◆ **Stated exercise**
Rewrite the records below, starting at the line that contains "Where can you spot the croissant" and running through the end of the records. Replace "Pick out" with "Mark" everywhere in that span and change nothing else.

** Begin Input material **

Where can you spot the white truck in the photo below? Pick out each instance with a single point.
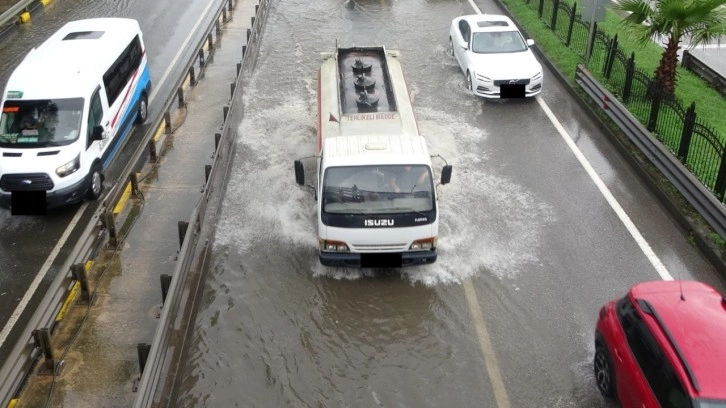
(376, 193)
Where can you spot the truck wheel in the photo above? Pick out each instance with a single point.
(95, 188)
(143, 110)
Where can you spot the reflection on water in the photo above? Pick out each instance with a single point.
(278, 329)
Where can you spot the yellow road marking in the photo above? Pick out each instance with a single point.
(490, 359)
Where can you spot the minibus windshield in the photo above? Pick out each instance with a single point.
(40, 123)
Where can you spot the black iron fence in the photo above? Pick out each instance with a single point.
(691, 139)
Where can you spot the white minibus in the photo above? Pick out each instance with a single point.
(67, 109)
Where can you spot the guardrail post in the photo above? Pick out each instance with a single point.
(201, 58)
(180, 97)
(78, 272)
(143, 350)
(110, 224)
(42, 340)
(192, 77)
(134, 179)
(165, 284)
(573, 12)
(629, 75)
(167, 123)
(182, 226)
(207, 172)
(152, 151)
(555, 9)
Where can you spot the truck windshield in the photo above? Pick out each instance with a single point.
(40, 123)
(378, 189)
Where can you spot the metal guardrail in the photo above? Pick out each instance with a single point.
(695, 65)
(99, 231)
(164, 358)
(687, 184)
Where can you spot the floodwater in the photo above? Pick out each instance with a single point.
(275, 328)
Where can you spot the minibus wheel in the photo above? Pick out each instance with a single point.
(95, 188)
(143, 109)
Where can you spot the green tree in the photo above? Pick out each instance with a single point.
(697, 21)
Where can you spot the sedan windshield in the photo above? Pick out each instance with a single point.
(378, 189)
(498, 42)
(40, 123)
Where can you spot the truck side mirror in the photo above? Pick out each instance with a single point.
(299, 173)
(446, 174)
(97, 133)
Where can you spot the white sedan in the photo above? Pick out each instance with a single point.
(495, 57)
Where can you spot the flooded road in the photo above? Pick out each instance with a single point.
(529, 247)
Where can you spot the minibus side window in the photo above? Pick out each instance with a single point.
(95, 115)
(120, 72)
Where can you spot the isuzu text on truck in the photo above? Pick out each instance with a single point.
(376, 196)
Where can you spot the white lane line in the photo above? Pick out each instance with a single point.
(181, 49)
(624, 218)
(41, 274)
(490, 359)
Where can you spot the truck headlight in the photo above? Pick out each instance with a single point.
(333, 246)
(423, 244)
(69, 168)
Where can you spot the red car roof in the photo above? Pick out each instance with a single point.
(696, 324)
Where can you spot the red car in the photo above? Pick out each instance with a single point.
(663, 345)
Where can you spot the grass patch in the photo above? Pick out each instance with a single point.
(710, 104)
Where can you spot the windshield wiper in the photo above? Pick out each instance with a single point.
(409, 209)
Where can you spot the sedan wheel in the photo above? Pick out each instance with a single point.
(603, 369)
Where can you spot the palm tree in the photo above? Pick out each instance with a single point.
(699, 21)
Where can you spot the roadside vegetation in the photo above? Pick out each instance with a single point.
(710, 104)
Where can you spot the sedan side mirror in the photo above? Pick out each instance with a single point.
(299, 173)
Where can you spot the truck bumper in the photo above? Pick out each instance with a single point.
(377, 260)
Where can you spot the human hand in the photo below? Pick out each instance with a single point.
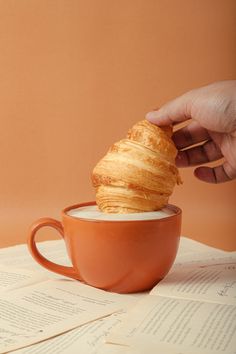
(212, 113)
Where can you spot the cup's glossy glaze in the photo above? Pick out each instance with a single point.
(120, 256)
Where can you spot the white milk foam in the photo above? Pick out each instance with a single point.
(92, 212)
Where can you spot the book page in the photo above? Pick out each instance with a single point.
(188, 245)
(88, 338)
(14, 278)
(43, 310)
(214, 282)
(174, 326)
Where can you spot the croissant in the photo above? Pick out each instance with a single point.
(138, 173)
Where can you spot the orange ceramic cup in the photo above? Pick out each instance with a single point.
(119, 256)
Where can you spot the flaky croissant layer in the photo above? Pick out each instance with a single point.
(138, 173)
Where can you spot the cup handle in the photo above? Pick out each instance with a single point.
(56, 268)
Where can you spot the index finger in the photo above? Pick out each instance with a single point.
(175, 111)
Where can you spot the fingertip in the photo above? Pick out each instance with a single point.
(205, 174)
(153, 117)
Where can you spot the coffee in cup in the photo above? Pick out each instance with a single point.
(123, 253)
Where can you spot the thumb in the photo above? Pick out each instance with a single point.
(175, 111)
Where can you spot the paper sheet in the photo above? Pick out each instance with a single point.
(86, 339)
(173, 326)
(49, 308)
(208, 282)
(12, 278)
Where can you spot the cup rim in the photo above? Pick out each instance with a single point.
(177, 212)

** End Input material **

◆ **Response to the exercise**
Where can you spot the croissant in the photo above? Mark each instance with a single point.
(138, 173)
Where can you spot the orange ceramic cup in the photo above? Mark each instance with a single point.
(119, 256)
Where can you spot the flaky croissant layer in the photo above? Mark each instance with a single point.
(138, 173)
Where can you spot the cup handle in the photo above? Mark each instance with a single point.
(56, 268)
Where can you spot the index finger in the photo above? Mark each instance with a single point.
(175, 111)
Where can you spot the fingertip in the photo above? Mark each instance with a single point.
(205, 174)
(153, 117)
Where can you spot the coffee in cup in the photo above? Mark each instance with a single point.
(123, 253)
Where can you spot the thumb in the photo above? Mark each instance with a single point.
(175, 111)
Where can you spot the paper sheet in the photo above? Mark each instance with a single point.
(86, 339)
(173, 326)
(49, 308)
(208, 282)
(12, 278)
Where can you spot the cup rim in the photo above? Mark each instance with a single point.
(177, 212)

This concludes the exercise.